Some lines:
........
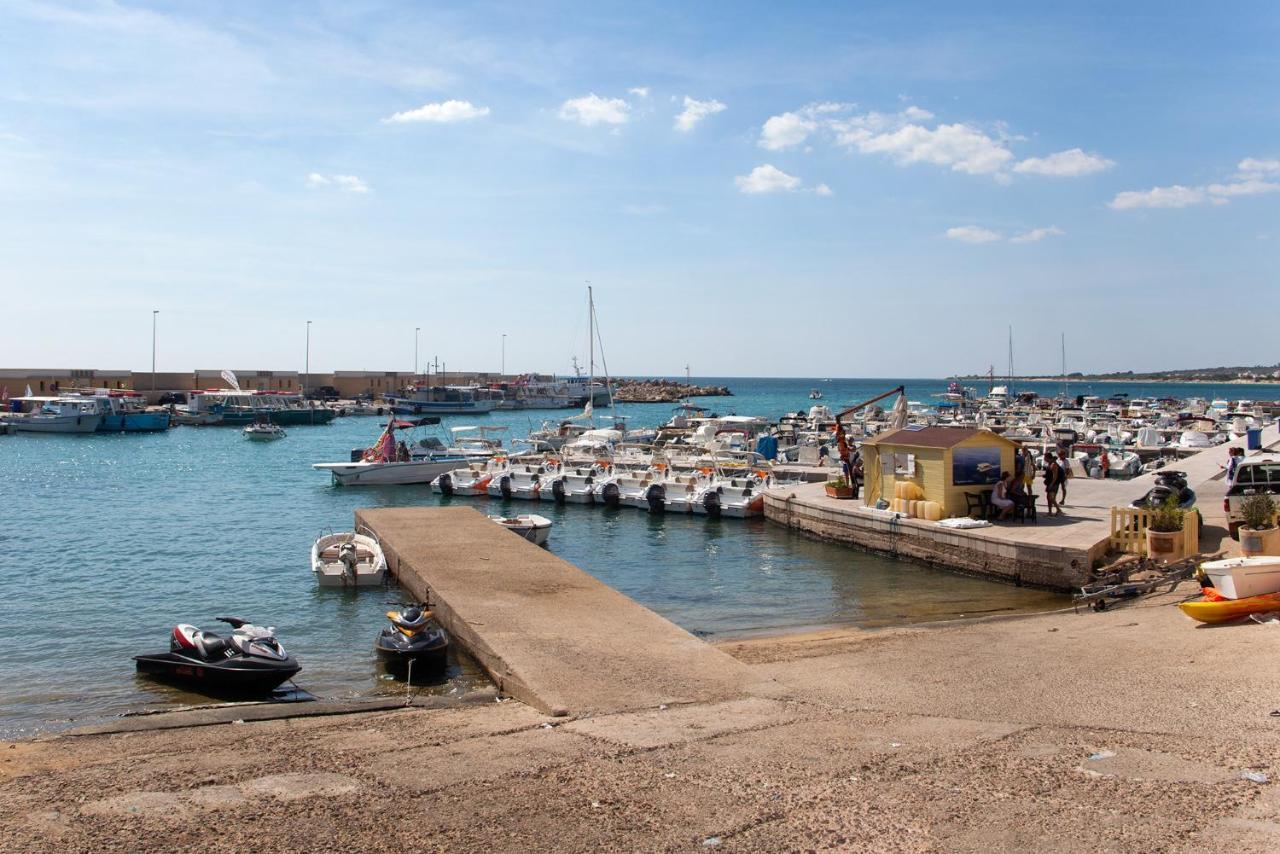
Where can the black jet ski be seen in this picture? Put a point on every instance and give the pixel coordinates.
(414, 647)
(1169, 483)
(248, 663)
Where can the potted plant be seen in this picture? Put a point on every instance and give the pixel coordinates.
(1165, 530)
(840, 488)
(1258, 531)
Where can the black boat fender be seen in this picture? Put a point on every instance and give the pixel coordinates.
(657, 498)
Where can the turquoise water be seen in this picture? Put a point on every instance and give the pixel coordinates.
(110, 539)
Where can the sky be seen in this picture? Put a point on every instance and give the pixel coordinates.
(752, 190)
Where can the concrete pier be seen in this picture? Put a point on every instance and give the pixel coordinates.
(547, 633)
(1055, 553)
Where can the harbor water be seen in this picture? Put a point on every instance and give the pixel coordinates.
(110, 539)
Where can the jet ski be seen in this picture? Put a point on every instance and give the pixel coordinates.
(1168, 483)
(414, 644)
(248, 663)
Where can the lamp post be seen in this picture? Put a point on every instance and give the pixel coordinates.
(306, 375)
(154, 313)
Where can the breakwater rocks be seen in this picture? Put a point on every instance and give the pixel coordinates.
(663, 391)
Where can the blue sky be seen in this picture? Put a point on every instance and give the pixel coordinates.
(878, 190)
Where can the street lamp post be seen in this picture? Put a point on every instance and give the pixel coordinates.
(154, 313)
(306, 375)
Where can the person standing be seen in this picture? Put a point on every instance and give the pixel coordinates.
(1052, 478)
(1064, 473)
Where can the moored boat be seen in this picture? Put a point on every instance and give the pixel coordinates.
(531, 526)
(347, 560)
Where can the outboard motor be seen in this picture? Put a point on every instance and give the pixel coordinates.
(657, 498)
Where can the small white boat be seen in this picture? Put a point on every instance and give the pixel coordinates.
(533, 528)
(1239, 578)
(347, 560)
(264, 432)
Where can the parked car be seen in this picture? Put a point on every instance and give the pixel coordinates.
(1252, 478)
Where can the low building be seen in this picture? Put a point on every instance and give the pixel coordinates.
(944, 462)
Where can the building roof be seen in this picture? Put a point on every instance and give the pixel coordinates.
(931, 437)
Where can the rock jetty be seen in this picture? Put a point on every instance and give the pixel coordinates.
(663, 391)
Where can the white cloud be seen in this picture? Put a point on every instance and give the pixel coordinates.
(593, 109)
(1253, 165)
(973, 234)
(347, 183)
(1175, 196)
(443, 113)
(767, 179)
(1065, 164)
(1037, 234)
(958, 146)
(695, 112)
(1247, 187)
(785, 131)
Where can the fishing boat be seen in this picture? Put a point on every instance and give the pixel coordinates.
(347, 560)
(533, 528)
(264, 432)
(391, 462)
(1215, 608)
(444, 400)
(1242, 578)
(54, 415)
........
■ What this task involves
Repeat every one of the lines above word for word, leaving out the pictures.

■ Full output
Where can the black jet ski be seen in this picture? Put a point on every instance and give the pixel coordinates.
(414, 647)
(1169, 483)
(248, 663)
Where can the potted plant be seen in this picture? Put a point on every instance and give the pixel coordinates.
(1165, 530)
(840, 488)
(1258, 531)
Where can the black boat fender be seen in this picture? Put a point on every instance and give the pixel coordinates.
(657, 498)
Where can the turquoise water be seen in this picture? Put a point on every instance and give the pixel coordinates.
(110, 539)
Where can the sky be seen in this picture? Put a point on every instance and give the pixel coordinates.
(752, 190)
Where can the concrete pier be seen in this picture? Put a point on every instance and give the pixel coordinates.
(547, 633)
(1055, 553)
Where can the harbor water be seen in this picture? Put a point on every instance and give the pixel coordinates.
(110, 539)
Where can the jet ski be seen in this picture? Put a point on every instance and give the pixel coordinates.
(1168, 483)
(414, 644)
(248, 663)
Where can the lamp post be seen in this picture? Put a point on every instance and give the pixel coordinates.
(306, 375)
(154, 313)
Where can the breakwater rocks be seen in this picture? Put a point on every instance and give the pixel coordinates.
(663, 391)
Where can the blue sky be seen in this picture? Put a point on every instance and give the pixel coordinates.
(878, 190)
Where can the street lamp post be seen in this picture? Put a point on every instance and give the pixel coordinates.
(154, 313)
(306, 375)
Where can the person standing be seen in this picture? Put a point on every instance and give the pixel coordinates.
(1052, 478)
(1064, 473)
Where can the moored boat be seen in this picture? Put a point on every instance and give the pixel coordinates.
(531, 526)
(347, 560)
Where can the outboard motor be seen in this picture? Put a point on every instance and give the pixel coordinates.
(657, 498)
Where can the small white boat be seen in this picture? Put a point on every instance and give the pixel coordinates.
(533, 528)
(1239, 578)
(347, 560)
(264, 432)
Where can the parked car be seen in this picture? Put a point on every instance and give the pixel coordinates.
(1252, 478)
Where can the low building be seen in this picture? Put a point on every instance and give the pixel coordinates.
(944, 462)
Where can the building roof be seen in this picture? Put a point on every instance and give the pixel coordinates.
(931, 437)
Where can the rock jetty be seen in this picture? Put a point on every instance and give the pixel coordinates.
(663, 391)
Where can the white cloud be seen in this picture? Put a point on every instance and give the pixel coordinates.
(593, 109)
(1253, 165)
(973, 234)
(347, 183)
(1175, 196)
(443, 113)
(767, 179)
(1065, 164)
(1037, 234)
(958, 146)
(695, 112)
(1247, 187)
(785, 131)
Where can the fishing boat be seen in this picture? Put a point on every instance and give the pixel coordinates.
(347, 560)
(533, 528)
(264, 432)
(391, 462)
(1215, 608)
(444, 400)
(1242, 578)
(54, 415)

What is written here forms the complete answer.